Given exercise: Can you reproduce the part of the listing that opens with the line containing "on the oriental" and closes at the end of the listing, replacing "gold" with "silver" and changing nothing else?

Data:

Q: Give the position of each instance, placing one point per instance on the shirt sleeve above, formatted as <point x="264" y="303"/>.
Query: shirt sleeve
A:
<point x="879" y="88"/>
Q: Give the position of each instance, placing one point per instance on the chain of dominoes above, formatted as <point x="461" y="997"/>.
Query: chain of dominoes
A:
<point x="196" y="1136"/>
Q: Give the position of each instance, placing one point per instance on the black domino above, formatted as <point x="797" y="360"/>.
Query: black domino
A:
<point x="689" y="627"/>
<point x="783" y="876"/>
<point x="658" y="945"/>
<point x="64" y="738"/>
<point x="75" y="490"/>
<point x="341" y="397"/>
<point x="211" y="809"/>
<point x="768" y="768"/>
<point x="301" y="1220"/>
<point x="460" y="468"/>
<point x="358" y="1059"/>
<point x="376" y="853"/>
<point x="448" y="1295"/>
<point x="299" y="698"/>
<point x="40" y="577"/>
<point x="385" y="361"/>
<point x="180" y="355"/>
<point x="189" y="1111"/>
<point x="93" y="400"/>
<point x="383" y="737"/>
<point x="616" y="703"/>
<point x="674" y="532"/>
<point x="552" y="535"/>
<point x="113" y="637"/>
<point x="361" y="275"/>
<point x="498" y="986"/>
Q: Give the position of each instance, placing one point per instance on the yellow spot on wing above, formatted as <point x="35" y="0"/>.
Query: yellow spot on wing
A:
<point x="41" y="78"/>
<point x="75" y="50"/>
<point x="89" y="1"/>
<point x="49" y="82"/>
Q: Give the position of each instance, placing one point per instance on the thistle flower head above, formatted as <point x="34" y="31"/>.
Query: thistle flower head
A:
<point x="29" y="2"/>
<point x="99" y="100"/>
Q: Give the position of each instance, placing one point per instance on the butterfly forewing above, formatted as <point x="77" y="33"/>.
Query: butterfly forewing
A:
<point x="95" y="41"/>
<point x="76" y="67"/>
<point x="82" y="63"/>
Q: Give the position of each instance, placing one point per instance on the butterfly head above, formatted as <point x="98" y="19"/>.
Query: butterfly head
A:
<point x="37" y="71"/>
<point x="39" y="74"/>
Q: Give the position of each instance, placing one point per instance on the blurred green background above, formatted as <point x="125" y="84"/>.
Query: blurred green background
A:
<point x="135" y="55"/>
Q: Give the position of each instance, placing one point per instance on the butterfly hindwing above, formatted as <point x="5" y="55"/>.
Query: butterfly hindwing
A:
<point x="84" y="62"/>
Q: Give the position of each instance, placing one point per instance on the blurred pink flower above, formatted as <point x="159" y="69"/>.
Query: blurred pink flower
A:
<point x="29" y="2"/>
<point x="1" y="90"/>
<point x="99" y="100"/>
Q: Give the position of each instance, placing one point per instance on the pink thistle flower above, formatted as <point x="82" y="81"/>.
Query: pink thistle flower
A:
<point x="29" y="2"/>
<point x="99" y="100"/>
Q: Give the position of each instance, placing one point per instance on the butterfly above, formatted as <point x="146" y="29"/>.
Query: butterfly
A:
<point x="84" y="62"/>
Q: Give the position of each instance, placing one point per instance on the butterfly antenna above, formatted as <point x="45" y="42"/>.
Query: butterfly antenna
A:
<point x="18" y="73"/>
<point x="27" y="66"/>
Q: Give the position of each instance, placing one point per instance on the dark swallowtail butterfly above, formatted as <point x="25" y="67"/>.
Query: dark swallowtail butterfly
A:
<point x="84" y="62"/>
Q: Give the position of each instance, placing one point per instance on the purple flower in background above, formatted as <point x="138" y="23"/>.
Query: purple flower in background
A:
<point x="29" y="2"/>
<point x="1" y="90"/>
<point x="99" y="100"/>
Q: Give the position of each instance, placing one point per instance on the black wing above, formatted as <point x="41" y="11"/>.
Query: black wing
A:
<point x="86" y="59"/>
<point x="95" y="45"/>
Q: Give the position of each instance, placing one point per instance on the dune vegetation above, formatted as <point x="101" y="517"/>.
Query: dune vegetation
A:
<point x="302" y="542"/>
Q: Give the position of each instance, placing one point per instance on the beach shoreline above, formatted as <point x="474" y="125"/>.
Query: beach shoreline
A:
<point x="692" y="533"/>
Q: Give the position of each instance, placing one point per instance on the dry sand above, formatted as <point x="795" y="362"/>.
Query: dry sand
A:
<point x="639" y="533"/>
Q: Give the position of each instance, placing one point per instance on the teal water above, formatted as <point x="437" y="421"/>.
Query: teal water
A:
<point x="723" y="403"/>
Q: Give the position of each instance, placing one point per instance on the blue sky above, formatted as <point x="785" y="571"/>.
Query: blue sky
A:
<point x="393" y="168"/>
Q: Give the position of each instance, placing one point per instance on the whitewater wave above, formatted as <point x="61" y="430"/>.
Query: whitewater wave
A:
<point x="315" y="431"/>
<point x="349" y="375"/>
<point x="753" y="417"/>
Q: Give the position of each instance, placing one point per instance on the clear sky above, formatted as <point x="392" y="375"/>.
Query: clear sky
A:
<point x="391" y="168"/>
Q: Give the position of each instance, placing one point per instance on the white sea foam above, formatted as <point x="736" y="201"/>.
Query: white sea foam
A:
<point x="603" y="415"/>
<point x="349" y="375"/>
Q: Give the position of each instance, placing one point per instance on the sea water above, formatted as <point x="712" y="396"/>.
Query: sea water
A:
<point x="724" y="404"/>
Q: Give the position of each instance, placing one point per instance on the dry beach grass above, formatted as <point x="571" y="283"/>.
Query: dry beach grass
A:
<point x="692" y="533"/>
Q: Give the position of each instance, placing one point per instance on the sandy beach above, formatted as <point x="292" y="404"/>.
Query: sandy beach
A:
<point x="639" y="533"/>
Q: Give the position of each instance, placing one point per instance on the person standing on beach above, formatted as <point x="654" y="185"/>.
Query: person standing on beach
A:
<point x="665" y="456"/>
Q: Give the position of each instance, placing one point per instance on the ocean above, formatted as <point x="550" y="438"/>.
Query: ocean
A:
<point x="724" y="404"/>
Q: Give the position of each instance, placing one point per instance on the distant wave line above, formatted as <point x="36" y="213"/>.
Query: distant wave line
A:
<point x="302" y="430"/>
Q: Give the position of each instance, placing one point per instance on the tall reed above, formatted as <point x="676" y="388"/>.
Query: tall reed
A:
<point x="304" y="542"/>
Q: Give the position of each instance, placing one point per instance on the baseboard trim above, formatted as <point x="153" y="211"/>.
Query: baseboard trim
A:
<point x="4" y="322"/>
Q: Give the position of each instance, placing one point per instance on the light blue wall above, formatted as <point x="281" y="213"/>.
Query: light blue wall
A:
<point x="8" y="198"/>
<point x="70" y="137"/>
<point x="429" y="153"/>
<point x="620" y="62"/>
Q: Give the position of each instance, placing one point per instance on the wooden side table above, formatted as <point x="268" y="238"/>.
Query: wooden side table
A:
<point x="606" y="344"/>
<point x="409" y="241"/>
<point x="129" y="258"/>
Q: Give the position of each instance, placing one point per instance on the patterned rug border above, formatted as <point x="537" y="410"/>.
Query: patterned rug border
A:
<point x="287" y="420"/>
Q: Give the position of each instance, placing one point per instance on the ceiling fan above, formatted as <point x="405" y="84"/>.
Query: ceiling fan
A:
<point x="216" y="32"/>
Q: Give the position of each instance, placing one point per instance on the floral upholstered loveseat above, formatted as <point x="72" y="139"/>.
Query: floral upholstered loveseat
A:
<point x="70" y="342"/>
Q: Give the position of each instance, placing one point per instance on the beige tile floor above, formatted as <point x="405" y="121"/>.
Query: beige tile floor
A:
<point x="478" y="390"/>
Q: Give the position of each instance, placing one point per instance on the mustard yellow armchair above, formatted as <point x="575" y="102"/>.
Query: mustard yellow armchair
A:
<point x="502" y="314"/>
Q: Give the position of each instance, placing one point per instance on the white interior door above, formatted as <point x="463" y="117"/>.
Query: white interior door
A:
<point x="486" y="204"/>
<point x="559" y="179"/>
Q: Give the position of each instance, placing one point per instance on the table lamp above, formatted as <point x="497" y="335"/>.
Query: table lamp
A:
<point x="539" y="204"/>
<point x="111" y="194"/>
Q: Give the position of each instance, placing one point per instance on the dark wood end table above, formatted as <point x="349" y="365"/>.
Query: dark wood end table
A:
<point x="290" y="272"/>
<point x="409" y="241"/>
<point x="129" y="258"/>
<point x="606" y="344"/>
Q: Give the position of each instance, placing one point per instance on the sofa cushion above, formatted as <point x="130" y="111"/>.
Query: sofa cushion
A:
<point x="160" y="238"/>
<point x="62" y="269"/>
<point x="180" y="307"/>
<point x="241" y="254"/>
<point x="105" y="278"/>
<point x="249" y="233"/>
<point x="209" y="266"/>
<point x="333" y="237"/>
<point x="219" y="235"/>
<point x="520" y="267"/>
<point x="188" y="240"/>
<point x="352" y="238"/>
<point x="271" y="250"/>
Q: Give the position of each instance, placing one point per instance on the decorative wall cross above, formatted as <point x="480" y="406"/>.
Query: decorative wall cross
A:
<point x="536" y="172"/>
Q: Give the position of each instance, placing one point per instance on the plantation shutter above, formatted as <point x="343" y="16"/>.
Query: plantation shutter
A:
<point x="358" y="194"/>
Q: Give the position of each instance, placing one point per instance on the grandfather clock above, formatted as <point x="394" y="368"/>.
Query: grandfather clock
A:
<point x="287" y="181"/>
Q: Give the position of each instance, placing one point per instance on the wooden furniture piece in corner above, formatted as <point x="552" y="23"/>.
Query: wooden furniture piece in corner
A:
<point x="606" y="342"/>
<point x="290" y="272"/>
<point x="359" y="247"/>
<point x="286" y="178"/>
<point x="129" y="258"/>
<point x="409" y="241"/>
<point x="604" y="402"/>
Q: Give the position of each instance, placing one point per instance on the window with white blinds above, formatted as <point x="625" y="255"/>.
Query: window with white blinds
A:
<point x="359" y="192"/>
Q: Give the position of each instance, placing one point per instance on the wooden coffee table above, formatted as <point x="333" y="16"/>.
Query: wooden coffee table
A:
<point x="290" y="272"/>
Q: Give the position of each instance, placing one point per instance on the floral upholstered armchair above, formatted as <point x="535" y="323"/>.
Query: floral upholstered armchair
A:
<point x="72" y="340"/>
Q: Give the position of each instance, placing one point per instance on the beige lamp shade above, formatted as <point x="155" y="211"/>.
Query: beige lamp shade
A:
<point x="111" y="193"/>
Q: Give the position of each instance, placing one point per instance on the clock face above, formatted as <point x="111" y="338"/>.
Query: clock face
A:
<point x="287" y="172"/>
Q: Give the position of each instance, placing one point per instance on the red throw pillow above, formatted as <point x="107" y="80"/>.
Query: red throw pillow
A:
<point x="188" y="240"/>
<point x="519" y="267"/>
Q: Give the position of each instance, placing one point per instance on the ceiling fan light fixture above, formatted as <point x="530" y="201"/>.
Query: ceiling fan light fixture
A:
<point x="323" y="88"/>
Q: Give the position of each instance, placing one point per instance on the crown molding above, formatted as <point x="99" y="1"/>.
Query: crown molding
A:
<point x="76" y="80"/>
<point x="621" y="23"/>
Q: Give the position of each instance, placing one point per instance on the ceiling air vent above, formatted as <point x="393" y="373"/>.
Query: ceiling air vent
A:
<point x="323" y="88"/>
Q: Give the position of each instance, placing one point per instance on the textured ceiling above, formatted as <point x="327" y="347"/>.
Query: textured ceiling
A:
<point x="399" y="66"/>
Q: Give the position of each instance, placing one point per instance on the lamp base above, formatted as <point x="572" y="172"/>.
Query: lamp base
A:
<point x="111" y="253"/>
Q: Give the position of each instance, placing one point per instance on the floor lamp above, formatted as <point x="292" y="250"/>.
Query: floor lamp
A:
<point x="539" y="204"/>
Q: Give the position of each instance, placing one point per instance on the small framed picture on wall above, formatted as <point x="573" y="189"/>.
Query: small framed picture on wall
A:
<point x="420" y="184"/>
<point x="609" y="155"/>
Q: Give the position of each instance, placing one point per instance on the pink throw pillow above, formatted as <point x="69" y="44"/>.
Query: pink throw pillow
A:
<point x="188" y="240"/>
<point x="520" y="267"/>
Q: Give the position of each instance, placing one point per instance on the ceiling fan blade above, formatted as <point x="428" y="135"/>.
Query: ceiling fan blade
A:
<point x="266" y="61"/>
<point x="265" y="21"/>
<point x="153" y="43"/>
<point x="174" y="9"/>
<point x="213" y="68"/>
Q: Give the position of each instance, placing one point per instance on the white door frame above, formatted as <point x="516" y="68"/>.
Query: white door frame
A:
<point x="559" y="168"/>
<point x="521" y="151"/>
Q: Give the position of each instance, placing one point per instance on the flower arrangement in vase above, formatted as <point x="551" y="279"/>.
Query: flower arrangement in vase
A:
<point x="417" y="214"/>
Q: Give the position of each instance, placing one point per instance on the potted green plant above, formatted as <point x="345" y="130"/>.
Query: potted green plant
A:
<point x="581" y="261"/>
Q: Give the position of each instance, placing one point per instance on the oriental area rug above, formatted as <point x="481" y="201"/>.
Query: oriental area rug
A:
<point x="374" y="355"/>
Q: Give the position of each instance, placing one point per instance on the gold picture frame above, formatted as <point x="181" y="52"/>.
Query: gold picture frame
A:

Output for this task:
Q: Give the position of each instance, placing one point per instance on the oriental area rug above, formatted as <point x="481" y="201"/>.
Query: oriental area rug
A:
<point x="374" y="355"/>
Q: Give the position of each instance, placing one point per instance on the silver picture frame above, formatted as <point x="181" y="52"/>.
Query: silver picture frame
A:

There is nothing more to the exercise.